(Named object pointing entries)
━━━━━━━━━━━━━━━━━━━━

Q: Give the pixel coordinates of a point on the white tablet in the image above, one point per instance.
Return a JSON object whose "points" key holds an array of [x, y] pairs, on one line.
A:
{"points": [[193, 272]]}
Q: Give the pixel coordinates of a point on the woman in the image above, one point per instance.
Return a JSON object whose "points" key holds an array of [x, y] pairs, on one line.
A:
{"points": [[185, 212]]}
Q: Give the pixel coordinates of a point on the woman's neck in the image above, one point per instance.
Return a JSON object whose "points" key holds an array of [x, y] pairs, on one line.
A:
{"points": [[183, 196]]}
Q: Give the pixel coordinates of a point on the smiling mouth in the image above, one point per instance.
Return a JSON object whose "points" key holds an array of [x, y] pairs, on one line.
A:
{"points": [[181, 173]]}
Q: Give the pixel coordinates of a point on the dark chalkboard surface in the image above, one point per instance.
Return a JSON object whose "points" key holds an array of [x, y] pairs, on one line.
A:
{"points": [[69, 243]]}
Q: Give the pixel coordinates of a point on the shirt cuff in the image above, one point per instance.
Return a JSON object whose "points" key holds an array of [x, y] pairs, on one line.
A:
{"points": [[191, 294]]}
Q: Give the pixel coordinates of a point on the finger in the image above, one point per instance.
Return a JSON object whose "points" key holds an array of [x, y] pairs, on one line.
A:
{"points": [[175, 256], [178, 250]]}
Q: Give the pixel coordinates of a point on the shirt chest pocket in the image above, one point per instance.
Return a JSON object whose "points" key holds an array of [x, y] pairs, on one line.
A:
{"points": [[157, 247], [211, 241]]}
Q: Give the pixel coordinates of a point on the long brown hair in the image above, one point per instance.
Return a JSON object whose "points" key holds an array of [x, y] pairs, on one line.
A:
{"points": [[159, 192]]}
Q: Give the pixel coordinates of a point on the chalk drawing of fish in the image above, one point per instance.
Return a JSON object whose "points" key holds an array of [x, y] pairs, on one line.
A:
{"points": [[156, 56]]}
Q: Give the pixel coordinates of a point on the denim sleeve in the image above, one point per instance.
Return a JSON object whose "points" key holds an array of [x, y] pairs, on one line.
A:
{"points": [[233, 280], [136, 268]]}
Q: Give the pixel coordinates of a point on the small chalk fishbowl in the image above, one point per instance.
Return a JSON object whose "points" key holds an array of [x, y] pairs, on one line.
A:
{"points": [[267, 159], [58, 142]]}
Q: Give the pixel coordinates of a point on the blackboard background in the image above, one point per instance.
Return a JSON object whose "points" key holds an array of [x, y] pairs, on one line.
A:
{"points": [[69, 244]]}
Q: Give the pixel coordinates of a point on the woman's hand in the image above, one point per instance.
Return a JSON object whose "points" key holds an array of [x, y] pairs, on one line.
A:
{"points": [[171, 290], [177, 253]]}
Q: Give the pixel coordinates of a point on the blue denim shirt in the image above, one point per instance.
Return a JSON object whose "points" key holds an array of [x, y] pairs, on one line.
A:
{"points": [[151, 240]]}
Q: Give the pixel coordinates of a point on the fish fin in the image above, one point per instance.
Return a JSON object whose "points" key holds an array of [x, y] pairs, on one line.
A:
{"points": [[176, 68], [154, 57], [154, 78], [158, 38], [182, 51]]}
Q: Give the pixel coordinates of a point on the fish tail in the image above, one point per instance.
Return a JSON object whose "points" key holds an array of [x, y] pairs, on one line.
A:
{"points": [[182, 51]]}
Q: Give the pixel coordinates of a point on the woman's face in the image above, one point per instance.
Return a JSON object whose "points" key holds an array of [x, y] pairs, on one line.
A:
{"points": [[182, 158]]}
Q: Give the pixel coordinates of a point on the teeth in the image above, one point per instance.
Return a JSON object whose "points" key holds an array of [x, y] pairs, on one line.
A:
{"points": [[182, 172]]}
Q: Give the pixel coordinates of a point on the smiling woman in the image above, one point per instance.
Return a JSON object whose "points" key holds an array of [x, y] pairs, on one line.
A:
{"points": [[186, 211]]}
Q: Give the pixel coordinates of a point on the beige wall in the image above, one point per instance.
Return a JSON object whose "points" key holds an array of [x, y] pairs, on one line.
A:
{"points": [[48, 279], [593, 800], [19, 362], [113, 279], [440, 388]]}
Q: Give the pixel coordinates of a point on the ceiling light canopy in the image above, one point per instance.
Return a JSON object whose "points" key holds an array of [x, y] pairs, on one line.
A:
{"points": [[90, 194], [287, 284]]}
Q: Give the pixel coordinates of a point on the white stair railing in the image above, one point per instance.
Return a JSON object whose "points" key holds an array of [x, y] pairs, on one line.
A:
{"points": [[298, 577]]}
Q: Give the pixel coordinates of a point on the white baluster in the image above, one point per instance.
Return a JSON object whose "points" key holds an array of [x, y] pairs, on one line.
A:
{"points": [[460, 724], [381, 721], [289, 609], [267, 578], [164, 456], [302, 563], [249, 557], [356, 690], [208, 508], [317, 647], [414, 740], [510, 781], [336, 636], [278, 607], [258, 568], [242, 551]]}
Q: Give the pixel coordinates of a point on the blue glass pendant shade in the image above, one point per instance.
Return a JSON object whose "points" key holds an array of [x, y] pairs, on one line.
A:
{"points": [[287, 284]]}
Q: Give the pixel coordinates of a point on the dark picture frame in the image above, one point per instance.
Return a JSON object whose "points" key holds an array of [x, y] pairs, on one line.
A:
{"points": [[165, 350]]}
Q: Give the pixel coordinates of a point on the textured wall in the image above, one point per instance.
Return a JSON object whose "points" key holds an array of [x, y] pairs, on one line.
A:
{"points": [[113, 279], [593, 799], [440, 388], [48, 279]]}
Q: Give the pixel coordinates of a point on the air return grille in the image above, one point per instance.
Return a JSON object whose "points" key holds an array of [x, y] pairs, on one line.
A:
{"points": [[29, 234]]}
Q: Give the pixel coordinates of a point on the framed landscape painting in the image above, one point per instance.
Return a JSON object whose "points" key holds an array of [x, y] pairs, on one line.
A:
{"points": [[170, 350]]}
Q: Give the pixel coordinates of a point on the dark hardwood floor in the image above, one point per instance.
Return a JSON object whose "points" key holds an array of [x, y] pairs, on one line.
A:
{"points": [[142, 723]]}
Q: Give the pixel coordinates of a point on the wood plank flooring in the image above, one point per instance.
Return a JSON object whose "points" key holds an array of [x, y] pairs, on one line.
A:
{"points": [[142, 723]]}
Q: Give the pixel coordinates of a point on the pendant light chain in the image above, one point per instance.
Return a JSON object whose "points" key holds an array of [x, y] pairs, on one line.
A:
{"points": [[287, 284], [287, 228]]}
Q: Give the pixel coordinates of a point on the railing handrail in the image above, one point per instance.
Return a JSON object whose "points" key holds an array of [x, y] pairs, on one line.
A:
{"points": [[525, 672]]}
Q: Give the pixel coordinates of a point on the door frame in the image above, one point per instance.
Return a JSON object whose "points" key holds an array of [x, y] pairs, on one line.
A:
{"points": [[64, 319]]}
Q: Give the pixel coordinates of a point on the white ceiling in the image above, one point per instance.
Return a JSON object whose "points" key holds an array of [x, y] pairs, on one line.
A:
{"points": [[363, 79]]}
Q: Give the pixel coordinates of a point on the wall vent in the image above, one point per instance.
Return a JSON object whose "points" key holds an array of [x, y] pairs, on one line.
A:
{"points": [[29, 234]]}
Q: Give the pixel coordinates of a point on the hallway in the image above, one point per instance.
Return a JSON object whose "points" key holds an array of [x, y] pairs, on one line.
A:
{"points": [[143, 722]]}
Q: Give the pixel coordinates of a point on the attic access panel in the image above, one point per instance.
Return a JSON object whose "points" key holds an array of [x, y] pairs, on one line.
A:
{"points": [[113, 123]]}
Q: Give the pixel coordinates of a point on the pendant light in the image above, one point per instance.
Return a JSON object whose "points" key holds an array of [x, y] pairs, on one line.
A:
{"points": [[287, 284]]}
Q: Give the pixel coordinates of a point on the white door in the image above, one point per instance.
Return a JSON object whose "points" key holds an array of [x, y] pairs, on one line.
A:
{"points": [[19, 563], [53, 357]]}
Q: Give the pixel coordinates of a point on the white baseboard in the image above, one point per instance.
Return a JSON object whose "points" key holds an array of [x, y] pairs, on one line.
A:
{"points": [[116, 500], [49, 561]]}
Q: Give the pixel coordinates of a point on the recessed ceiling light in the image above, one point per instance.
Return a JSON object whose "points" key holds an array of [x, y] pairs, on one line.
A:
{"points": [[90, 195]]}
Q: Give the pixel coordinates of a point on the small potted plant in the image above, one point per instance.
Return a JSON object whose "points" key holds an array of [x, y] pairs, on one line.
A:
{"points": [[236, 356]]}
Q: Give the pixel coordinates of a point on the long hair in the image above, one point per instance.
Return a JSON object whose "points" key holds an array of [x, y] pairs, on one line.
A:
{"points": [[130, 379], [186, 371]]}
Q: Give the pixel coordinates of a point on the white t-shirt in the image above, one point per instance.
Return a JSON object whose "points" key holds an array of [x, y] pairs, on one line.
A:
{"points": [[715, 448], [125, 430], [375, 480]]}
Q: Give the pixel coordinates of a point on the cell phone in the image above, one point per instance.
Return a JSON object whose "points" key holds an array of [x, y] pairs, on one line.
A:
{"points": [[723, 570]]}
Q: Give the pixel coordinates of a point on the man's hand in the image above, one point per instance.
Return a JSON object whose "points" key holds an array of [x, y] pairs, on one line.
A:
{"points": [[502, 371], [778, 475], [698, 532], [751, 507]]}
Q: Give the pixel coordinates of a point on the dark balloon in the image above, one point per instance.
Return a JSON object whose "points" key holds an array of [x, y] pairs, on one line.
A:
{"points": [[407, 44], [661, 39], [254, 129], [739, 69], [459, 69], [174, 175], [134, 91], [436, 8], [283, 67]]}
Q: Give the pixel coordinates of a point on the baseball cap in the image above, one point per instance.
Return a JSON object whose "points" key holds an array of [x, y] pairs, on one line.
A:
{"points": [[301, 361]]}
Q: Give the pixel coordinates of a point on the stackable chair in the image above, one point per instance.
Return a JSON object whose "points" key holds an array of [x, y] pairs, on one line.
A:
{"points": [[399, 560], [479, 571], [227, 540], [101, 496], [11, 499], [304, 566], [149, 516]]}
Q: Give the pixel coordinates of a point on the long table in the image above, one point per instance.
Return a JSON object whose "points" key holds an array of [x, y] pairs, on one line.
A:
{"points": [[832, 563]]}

━━━━━━━━━━━━━━━━━━━━

Exercise details: Exactly as written, give the line containing "the small potted" and all remaining lines of the records.

Output of the task:
Q: Give the pixel coordinates of a point on the small potted plant in the image above, one point per instance.
Return a JSON object whose "points" key holds an array of [x, y] pairs, on one line.
A:
{"points": [[236, 356]]}
Q: Give the pixel coordinates of a point on the long hair in the image above, one point per instance.
Return a JSON object whose "points" key holds an array of [x, y] pairs, on one line.
A:
{"points": [[130, 379], [186, 371]]}
Q: Give the pixel coordinates of a point on the white t-shirt in the image above, one point per instance.
Return a JSON object whose "points" key holds an array of [x, y] pairs, on one line.
A:
{"points": [[715, 448], [125, 430], [375, 480]]}
Q: Give the pixel coordinates of a point on the cell phone in the image above, one point per instance.
Return a JSON object whose "points" key holds an array of [x, y] pairs, on one line.
A:
{"points": [[723, 570]]}
Q: Give the pixel coordinates of a point on the man's hand in the image above, one point per instance.
Return a JSON object whose "points" key holds an array of [x, y] pairs, on one line.
A:
{"points": [[502, 371], [778, 475], [698, 532], [751, 507]]}
Q: Give the pixel coordinates of a point on the dark balloon in the image above, one point per instance.
Return a JSON object whose "points" key holds an array of [x, y] pairs, on one line.
A:
{"points": [[407, 44], [661, 39], [254, 129], [739, 69], [459, 69], [174, 175], [134, 91], [436, 8], [283, 67]]}
Q: Give the pixel coordinates of a point on the baseball cap in the image above, one point per instance.
Return a JSON object whose "points" key holds an array of [x, y] pairs, on one line.
A:
{"points": [[301, 361]]}
Q: Give the pixel coordinates of a point on the stackable chair in the image above, one point per instance.
Return a JSON object whose "points" key holds an array of [x, y] pairs, on one line.
A:
{"points": [[399, 560], [479, 571], [227, 540], [101, 496], [11, 499], [304, 566], [149, 516]]}
Q: Give the pixel coordinates of a point on the long table in the image above, one point per instance.
Return a JSON object whose "points" key holds an array of [x, y] pairs, on one line.
A:
{"points": [[832, 563]]}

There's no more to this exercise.